## Documento sorgente
%%

Chi stabilisce cosa sia esteticamente bello e cosa no? O, più in generale, chi decide cosa sia arte e cosa no?

La storia dell’arte è una miniera inesauribile di “casi” su cui riflettere: da Giotto a Caravaggio, da Van Gogh a Picasso, da Monet a Dalì, tanto per citare solo alcuni tra i più grandi “pazzi” della storia. La loro colpa? Aver cercato di svecchiare il linguaggio artistico introducendo nuove tecniche o temi, ovvero contribuendo all’evoluzione dell’arte.
Naturalmente la storia si ripete costantemente, ed eccoci quindi a discutere del fenomeno della street art.

Considerata fino a pochi anni fa puro e semplice vandalismo, e come tale duramente repressa, oggi, al contrario, viene vista come valido e pregevole strumento di riqualificazione di grigie periferie urbane.

%%

## Estratti del dataset
%%

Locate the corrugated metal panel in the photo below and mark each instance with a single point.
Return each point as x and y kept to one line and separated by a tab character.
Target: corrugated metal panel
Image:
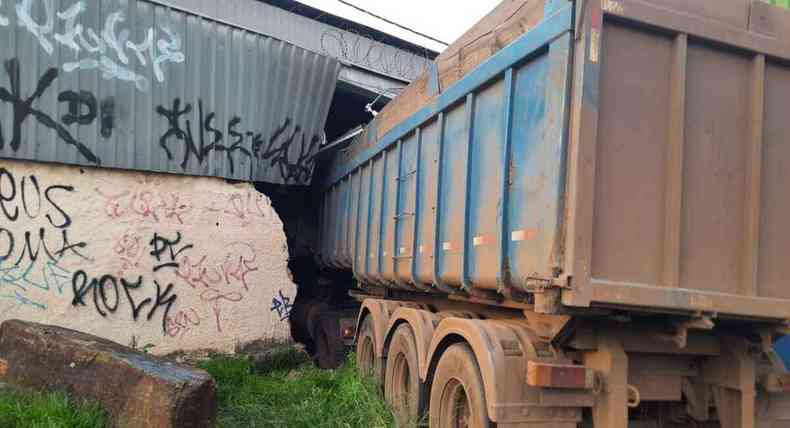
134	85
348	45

%%

## Problema posto
Rispondi alle domande seguenti in base al testo sulla street art.
(a) Quale "colpa" attribuisce ai grandi "pazzi" della storia dell'arte?
(b) Come veniva considerata la street art fino a pochi anni fa?
(c) Come viene vista oggi la street art?

## Risposta al quesito
(a) Aver cercato di svecchiare il linguaggio artistico introducendo nuove tecniche o temi, contribuendo così all'evoluzione dell'arte.
(b) Come puro e semplice vandalismo, e come tale veniva duramente repressa.
(c) Come valido e pregevole strumento di riqualificazione di grigie periferie urbane.